### [What the task asks]
Put everything from the line containing "Find the wooden" down through the line containing "[[[0,255],[109,255],[170,253],[170,191],[101,199],[0,201]]]" into a Markdown table with the columns Row and Line, one numbered row per line and no rows for blank lines.

### [Records for the exercise]
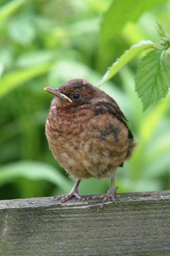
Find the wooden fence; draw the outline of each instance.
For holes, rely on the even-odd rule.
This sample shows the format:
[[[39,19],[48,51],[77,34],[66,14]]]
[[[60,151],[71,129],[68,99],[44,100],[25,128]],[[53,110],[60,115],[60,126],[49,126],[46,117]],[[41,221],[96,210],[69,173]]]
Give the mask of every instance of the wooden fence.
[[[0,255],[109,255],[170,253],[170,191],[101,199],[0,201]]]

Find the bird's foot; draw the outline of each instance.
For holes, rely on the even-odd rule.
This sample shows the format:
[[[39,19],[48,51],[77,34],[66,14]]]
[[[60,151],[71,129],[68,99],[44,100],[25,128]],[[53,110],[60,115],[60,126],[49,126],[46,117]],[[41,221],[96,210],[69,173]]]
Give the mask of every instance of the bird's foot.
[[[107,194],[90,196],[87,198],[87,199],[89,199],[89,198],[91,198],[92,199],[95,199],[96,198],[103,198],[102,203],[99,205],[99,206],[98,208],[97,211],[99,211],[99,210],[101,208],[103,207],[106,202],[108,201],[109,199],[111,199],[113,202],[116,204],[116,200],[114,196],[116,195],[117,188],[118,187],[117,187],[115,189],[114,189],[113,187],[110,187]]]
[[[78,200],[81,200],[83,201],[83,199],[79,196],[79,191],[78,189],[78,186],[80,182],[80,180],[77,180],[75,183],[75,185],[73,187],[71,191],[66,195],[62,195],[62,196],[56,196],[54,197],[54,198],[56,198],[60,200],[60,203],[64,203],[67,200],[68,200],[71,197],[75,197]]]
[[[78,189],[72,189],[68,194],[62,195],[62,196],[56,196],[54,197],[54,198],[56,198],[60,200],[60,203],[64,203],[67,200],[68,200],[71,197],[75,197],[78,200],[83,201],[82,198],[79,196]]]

---

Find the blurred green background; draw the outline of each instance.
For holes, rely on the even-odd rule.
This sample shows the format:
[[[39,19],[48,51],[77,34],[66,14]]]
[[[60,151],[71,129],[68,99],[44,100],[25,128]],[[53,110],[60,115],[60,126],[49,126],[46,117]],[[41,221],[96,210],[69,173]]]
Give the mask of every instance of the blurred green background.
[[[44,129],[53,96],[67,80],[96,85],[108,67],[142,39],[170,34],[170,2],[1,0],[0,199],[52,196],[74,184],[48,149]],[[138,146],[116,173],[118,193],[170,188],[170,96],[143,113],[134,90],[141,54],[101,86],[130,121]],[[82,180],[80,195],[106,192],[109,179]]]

--

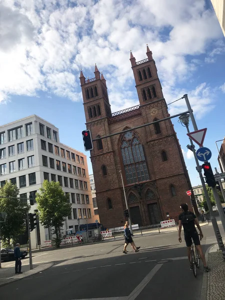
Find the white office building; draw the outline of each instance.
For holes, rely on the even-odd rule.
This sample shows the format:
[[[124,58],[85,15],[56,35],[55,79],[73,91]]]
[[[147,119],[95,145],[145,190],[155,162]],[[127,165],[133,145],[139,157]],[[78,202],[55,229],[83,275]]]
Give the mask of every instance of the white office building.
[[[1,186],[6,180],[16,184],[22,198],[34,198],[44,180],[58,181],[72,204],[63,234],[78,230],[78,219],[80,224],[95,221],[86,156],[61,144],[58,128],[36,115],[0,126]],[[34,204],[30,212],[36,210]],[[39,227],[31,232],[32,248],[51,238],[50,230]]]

### [The output]
| Row | Line |
|---|---|
| 1 | Find the wooden fence; draw the outline of each instance. |
| 2 | For holes, rely on the even-odd rule. |
| 3 | This sample shows the format: |
| 4 | [[[39,19],[48,51],[77,34],[66,14]]] |
| 5 | [[[60,151],[71,129],[68,99],[44,100],[25,128]],[[53,110],[60,115],[60,126],[49,126],[46,117]],[[41,221],[96,210],[69,173]]] |
| 6 | Give the mask of every instance of the wooden fence. |
| 7 | [[[0,255],[109,255],[170,253],[170,191],[101,199],[0,201]]] |